BEGIN LISTING
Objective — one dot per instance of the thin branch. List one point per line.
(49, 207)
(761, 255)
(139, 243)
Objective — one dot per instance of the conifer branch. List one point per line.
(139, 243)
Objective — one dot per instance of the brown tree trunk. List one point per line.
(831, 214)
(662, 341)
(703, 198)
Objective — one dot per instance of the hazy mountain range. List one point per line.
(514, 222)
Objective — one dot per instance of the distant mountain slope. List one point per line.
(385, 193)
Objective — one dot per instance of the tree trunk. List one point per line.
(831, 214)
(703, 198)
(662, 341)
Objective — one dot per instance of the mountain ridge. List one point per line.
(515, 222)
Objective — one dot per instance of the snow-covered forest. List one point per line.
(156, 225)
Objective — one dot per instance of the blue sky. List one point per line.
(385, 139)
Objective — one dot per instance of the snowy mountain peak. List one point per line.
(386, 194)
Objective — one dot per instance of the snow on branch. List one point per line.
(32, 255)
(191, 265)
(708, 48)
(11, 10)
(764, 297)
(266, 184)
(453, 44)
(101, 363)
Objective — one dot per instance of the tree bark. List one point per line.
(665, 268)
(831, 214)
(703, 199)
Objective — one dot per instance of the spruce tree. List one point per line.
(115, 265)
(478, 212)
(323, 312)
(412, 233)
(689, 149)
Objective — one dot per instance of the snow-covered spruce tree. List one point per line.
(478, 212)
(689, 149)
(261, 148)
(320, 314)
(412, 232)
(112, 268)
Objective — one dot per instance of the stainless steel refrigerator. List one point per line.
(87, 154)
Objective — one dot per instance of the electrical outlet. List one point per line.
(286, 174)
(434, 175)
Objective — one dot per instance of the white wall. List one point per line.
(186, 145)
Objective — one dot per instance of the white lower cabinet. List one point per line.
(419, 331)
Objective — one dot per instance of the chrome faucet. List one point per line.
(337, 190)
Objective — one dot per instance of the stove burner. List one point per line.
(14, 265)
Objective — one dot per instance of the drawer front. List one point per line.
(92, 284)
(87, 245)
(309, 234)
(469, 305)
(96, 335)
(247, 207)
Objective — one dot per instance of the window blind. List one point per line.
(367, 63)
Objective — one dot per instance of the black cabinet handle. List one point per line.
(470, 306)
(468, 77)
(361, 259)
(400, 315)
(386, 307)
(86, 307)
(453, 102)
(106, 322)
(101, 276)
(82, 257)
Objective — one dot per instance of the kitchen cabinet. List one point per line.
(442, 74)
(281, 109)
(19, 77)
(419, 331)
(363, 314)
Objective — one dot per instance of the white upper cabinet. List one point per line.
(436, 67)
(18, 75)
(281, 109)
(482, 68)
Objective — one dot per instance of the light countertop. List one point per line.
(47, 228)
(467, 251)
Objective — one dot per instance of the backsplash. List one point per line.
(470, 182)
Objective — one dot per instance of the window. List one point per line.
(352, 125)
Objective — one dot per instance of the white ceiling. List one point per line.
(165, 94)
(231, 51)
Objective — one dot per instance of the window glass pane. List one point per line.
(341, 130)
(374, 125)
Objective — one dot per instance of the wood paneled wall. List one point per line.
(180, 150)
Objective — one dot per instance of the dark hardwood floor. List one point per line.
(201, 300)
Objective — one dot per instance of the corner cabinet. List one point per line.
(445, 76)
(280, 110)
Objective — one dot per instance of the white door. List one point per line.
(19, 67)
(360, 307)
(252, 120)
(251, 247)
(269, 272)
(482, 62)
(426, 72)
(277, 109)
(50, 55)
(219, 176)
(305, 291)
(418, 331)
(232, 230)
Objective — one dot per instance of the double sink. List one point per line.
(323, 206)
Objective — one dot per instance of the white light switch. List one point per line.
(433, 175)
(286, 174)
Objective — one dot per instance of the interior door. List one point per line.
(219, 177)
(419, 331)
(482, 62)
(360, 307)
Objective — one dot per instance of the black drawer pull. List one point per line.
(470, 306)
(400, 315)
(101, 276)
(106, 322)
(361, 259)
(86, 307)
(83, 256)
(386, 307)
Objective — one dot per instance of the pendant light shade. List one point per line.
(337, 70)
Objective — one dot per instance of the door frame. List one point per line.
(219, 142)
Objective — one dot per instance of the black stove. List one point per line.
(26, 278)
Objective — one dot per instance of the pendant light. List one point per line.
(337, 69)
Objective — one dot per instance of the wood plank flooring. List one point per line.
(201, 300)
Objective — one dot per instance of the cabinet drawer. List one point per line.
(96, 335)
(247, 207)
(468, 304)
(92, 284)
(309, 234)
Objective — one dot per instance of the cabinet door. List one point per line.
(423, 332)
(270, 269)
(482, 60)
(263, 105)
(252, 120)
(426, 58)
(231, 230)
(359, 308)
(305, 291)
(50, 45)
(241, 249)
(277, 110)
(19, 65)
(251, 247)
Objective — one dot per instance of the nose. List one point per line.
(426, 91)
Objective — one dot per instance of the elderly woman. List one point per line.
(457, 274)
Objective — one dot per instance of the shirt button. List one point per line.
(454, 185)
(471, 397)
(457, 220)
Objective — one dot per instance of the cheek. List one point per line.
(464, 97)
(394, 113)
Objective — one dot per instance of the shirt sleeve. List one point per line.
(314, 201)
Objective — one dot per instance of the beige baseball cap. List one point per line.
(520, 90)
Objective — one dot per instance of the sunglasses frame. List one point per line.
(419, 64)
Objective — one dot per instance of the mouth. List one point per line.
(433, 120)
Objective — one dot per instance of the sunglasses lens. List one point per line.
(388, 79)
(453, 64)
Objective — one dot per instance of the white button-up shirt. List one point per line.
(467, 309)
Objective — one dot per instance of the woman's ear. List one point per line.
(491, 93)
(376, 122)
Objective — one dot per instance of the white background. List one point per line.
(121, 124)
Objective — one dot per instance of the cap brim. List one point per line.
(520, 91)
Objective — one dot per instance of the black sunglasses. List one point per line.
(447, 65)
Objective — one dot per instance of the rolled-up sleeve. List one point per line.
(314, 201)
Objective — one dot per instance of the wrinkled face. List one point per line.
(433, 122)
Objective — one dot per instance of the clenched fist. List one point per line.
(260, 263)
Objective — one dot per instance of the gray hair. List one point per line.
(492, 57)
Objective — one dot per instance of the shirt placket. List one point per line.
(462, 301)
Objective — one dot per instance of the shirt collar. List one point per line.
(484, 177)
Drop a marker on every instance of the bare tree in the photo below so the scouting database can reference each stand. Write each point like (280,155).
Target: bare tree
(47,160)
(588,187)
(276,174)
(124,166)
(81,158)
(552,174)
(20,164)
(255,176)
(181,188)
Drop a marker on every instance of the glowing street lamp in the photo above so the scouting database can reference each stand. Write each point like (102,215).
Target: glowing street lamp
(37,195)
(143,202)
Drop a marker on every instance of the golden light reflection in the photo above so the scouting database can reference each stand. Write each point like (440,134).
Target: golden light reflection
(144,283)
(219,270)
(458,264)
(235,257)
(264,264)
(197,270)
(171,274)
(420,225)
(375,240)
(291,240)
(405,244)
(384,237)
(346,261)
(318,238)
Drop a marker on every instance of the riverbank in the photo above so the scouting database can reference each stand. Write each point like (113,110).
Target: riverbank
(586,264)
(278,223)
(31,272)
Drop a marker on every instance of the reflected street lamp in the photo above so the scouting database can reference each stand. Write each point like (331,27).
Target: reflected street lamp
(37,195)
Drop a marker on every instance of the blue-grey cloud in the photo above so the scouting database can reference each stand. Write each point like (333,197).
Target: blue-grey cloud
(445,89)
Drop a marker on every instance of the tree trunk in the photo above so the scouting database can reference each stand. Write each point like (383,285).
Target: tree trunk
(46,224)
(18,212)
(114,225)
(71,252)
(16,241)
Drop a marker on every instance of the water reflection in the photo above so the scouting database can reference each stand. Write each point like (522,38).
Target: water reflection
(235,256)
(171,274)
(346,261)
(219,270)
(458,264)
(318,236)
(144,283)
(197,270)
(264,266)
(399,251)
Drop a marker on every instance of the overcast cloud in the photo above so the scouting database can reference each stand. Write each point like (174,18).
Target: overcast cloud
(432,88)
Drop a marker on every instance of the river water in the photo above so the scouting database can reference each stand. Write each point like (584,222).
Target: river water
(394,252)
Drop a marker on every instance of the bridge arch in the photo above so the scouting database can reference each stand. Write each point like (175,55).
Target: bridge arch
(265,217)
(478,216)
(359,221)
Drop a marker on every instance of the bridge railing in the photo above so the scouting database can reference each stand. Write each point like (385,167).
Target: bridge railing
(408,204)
END LISTING
### [GOAL OF THE EXERCISE]
Copy exactly, word for word, the line with "Drop a marker on every instance of the water" through the final line of the listing.

### [SOLVED EXERCISE]
Drop a marker on every instance of the water reflection in the photo above so the scouting database can reference each stand. Write each point like (522,38).
Target: water reflection
(235,256)
(171,274)
(346,261)
(219,270)
(458,264)
(318,236)
(144,283)
(197,270)
(264,266)
(399,251)
Drop a marker on every instance of the overcast cloud in the photo above so the scouting database can reference each stand. Write each point like (174,18).
Target: overcast cloud
(432,88)
Drop a marker on every instance of the river water in the photo above so the scouting database can reference each stand. Write each point like (584,222).
Target: river water
(394,252)
Drop a marker on every instance of the bridge arch in the photo above so the scouting database can reference each stand. Write each point like (175,55).
Target: bridge arch
(265,217)
(478,216)
(359,221)
Drop a marker on every instance of the bridge railing in the photo above so the scouting database can reference each stand. Write each point like (385,167).
Target: bridge railing
(408,204)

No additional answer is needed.